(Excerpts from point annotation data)
★ ★ ★

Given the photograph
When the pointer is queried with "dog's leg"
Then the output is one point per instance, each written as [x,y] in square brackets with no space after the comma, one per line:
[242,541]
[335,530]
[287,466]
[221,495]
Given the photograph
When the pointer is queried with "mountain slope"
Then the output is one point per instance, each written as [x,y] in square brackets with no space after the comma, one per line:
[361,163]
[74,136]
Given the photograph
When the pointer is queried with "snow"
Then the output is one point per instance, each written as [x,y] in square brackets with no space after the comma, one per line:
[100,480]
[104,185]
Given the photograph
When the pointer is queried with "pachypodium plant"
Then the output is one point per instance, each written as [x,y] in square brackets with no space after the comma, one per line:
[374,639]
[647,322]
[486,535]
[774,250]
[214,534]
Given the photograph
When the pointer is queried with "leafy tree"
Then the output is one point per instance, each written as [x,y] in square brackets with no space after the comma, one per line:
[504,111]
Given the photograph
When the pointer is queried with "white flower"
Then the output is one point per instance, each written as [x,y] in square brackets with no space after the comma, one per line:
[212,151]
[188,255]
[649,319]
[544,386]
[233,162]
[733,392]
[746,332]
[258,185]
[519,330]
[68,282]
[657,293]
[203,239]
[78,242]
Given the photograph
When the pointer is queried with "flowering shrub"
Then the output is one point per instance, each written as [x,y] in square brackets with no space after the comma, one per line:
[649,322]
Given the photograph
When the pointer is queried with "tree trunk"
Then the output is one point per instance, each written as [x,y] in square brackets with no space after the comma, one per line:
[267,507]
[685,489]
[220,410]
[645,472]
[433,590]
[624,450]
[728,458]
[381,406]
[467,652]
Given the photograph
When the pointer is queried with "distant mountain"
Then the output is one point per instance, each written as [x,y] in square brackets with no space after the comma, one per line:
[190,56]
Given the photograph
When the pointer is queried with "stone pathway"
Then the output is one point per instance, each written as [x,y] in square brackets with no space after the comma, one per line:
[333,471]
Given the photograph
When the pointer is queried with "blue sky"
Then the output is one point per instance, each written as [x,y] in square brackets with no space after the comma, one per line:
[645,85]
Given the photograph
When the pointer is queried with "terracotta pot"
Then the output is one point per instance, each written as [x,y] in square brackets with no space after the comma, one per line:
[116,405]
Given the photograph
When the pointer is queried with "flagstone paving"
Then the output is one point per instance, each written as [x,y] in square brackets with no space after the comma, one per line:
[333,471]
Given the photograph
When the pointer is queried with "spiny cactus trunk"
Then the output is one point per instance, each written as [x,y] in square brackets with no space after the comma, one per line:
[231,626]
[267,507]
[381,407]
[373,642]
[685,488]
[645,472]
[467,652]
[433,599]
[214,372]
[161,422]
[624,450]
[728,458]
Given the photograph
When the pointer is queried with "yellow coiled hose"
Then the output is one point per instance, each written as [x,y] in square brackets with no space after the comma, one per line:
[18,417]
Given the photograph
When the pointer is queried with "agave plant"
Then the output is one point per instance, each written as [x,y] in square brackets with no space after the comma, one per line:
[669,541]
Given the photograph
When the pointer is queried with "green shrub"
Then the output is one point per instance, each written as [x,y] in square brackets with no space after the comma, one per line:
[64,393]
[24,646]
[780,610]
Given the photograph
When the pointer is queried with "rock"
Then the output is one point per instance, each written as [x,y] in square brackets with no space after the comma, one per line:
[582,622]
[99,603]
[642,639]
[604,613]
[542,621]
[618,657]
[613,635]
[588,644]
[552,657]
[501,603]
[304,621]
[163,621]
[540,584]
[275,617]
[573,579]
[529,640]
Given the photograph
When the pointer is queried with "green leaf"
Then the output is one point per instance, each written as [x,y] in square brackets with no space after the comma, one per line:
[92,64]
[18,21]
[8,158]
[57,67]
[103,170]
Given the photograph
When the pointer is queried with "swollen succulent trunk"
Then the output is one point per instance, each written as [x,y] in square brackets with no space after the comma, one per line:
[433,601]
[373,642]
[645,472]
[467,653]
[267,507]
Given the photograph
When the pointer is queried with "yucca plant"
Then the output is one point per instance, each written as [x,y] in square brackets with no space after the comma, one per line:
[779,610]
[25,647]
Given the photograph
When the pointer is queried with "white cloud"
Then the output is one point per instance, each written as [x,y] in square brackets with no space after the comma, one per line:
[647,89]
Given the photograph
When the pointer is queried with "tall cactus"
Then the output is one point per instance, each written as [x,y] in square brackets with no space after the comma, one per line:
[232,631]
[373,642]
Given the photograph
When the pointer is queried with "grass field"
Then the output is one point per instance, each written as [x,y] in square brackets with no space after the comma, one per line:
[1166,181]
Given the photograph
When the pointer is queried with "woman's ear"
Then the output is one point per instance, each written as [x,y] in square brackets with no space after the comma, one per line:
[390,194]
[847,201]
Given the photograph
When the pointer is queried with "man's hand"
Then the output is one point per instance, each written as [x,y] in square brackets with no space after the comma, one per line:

★ ★ ★

→ **Task to complete**: Pull out every line of the rows above that contains the string "plant". Case counts.

→ **Solution**:
When the pointer is queried with "pachypodium plant"
When the pointer is queried with "agave plant"
When the pointer is queried with "yucca plant"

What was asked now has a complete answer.